--- TASK INPUTS ---
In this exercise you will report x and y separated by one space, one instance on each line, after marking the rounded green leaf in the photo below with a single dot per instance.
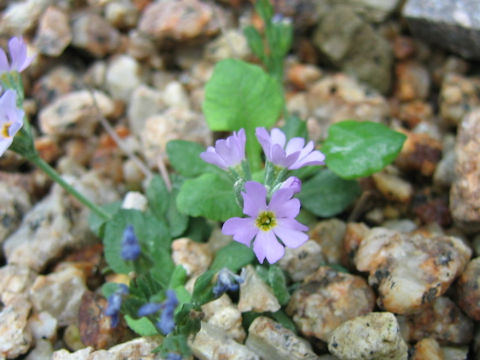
356 149
209 195
326 194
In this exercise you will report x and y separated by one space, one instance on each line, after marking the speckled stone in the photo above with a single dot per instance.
410 271
465 190
326 299
375 336
453 24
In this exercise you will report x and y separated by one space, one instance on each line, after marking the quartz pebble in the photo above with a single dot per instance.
375 336
326 299
410 271
211 343
15 337
59 293
223 314
53 33
255 294
441 320
302 261
468 286
271 340
329 235
465 190
75 113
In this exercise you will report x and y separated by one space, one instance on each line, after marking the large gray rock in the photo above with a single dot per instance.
451 24
355 47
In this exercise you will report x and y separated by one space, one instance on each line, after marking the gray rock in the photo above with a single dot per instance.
372 10
450 24
302 261
179 20
122 77
375 336
223 314
175 123
144 102
211 343
15 338
53 32
410 271
94 34
271 340
255 294
20 17
75 113
15 281
464 193
60 294
354 47
442 320
328 298
15 203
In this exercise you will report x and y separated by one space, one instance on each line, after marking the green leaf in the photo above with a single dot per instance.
209 195
158 196
275 278
184 156
295 127
96 223
242 95
356 149
326 194
142 326
152 235
233 256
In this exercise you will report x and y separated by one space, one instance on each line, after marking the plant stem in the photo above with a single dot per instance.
59 180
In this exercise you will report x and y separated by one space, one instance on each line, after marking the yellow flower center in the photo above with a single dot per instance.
5 128
266 220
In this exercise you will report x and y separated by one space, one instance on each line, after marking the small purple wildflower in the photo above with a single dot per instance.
18 54
267 224
226 281
115 303
11 119
292 156
166 323
173 356
293 183
130 246
227 152
149 309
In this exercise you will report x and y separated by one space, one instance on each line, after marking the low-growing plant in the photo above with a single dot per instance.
257 196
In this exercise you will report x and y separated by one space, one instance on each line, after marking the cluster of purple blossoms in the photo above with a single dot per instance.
11 117
115 303
166 323
269 225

--- PROMPT ---
Although the records contain pictures, print only the rest, exactly as written.

--- COMPLETED EXERCISE ---
In this exercise you will report x and y separated by one space, one instance on each line, after marking the rounded green leaf in the photo below with a single dot per instance.
356 149
209 195
326 194
In this exercise you will report x and y separated by one space, one instance on each line, after marking the speckled stone in the photo above with a single dot per instance.
410 271
465 190
326 299
375 336
453 24
In this exercise you will report x and y separated by one space, one instance on each line, after marking the quartz pebble in the photo above with a single dot per instance.
375 336
326 299
410 271
211 343
15 337
59 293
223 314
53 33
255 294
441 320
302 261
468 286
271 340
329 235
465 190
75 113
In this exercise you will report x and y separated by one space, one instance on each line, after marking the large gray rock in the photo above with a single dot per instance.
451 24
355 47
In this exercise you will report x and y separated by one space, one instance on each line, after marking the gray rock in the photo above with a single dot per instance.
372 10
450 24
302 261
179 20
122 77
375 336
223 314
175 123
144 102
211 343
15 338
53 32
410 271
94 34
271 340
255 294
20 17
75 113
15 281
464 193
60 294
354 47
442 320
328 298
15 203
In this exercise you will report x and y separated by one space, one instance on each line, after marking the green leaf in the photo above with a single dot per instance.
209 195
158 196
275 278
184 156
295 127
96 223
242 95
356 149
326 194
142 326
152 235
233 256
In this exercise you will report x and y separated by one space, one instance on each line, after marking the plant stem in the photo above with a single dot per instance.
59 180
In this exercise you will report x and y separated by one space, one instance on each line, after marking the yellow flower center in the photo above with a single dot per instance.
5 128
266 220
In this exercise you will report x and y separated by one space, one instance on each line, after marking the small purple wildflower in the photo above with a single dot per instance.
18 54
267 224
226 281
115 303
11 119
292 156
166 323
173 356
293 183
130 246
227 152
149 309
In this exercise you will report x and y separated by one space, one instance on each line, after marking the low-growing plant in the photo above with a single dot per instance.
257 196
In this exercise you will report x and y separated by one space, one instance on each line, after marking the cluster of purple blossoms in the photo above with a single dot per instance.
11 117
115 303
166 323
269 225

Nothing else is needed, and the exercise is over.